Job 1: List every partner named in the energy efficiency passage as part of the agreement that was about to be signed in Southampton.
Job 2: Go on with the energy efficiency passage, picking up right after its final sentence.

==== Passage provided ====

So I think it is time for a fundamental rethink of how we get ourselves anywhere near back on track, because we know we will have to do so sooner or later.

I don’t think we need to look very far to see what might be done, and it isn’t just all about money, although the presence of funds to make it happen is very important. Even if the plans of the admirable Energy Bill Revolution people were to be adopted, with their proposed root and branch energy efficiency programme which uses the proceeds of future green taxes to vault English and Welsh homes up through the energy rating bands, we would still need to look at how such a programme might be delivered. And here I think is where much of the effort, even when it was better and publicly funded, has come unstuck.

A common thread through CESP and ECO ( that is until the December ECO announcement stopped many fledgling collaborations in their tracks) has been that where programmes have worked or started to do so, they were through area partnerships between energy companies and local authorities. Along with social landlords it is because of these unsung heroes that much of the progress to date has been made. The final Ofgem CESP report records for example:

‘Almost all CESP measures were delivered through partnerships with social housing providers (SHPs) or by direct promotion to private households (e.g. privately owned homes within social housing developments). Activity carried out in partnership with SHPs was the most popular delivery route but many schemes covered both delivery routes, often including the private householders that were located within predominantly social housing areas.’

And what would have happened, in all probability, if the ECO target had remained fixed to 2015, was that obligated energy companies would have sought to offset known and reliable chunks of their obligations onto local authority partnerships as a priority. For instance, like the one that was about to be signed between three partners MITIE, SSE and Southampton City Council for the cladding and uprating of thousands of homes across the city until clumsy Dave tore the rules up.

And we know, looking back somewhat, that local authorities were highly successful in delivering uprating programmes including insulation in the General Improvement Areas and Housing Action areas of the 70s and 80s.

It always has looked a little strange, in the light of all this evidence, that a complex layer of measures has been in place, obligating energy companies to seek partners. Or in the case of CERT and now for ECO actually to seek out ‘vulnerable’ households and get their properties treated, when it would all have been far simpler, more straightforward and effective to do it at local authority level.

I appreciate that placing obligations into the hands of those that had them was a way of avoiding the cost of all of it falling upon the public accounts (although quite why we can’t just follow the rules adopted by pretty much the rest of Europe for public expenditure purposes is a mystery). I also understand that Green Deal, in particular, has been informed by an imaginative but ultimately far too byzantine experiment in capturing the forward value of energy savings into a market led programme. But let’s face it: both approaches look like they’ve failed.

Even so, we could adapt elements of the logic of both approaches into something that may work over the next period.  I think that the relationship between partners should simply be turned around: Energy Company Obligation should become Every Community Obligation.  Local authorities should have the obligation for reaching targets for treated properties in their areas, and once programmes have been put into place, energy companies should be obliged to compete to secure the right to fund an agreed part of them. Rewards similar to some of the principles of the New Homes Bonus should come the way of local authorities reaching their targets. This could be done through area schemes such as ‘Efficiency Improvement Areas’ similar to GIAs. Energy companies would have to chase the musical chairs of schemes to fund in order to be signed off for their allocated funding obligation and to ‘buy out’ a higher fine if they fail.

==== Recorded data ====

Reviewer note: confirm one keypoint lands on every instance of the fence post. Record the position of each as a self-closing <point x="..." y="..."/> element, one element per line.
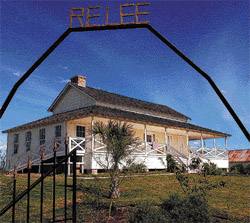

====

Response 1: MITIE, SSE, and Southampton City Council.

Response 2:
Probably, most of the funds local authorities would need to carry out their obligation could be obtained in this way and fines for energy companies could be recycled. It would be far simpler and I think far more efficient that the present system. And you never know we might just cladding by cladding, cavity wall by cavity wall, get back onto the road we know we will have to travel down.

Scary Ed or scary George? Investors choose…..

So who’s scaring off investors more? This is one to puzzle over, especially with the emergence on Monday of a letter from a number of global ‘investors in the energy sector’ (covered in the Independent here) that George Osborne’s removal of a decarbonisation target from the Energy Bill  risked the ‘£110bn overhaul of Britain’s energy network’.

Last week, of course we had a similar claim from Centrica and others in some of the national press that Ed Miliband’s proposals for a freeze on energy bills from 2015-17 would lead to exactly the same risk to that ‘£110 billion overhaul’.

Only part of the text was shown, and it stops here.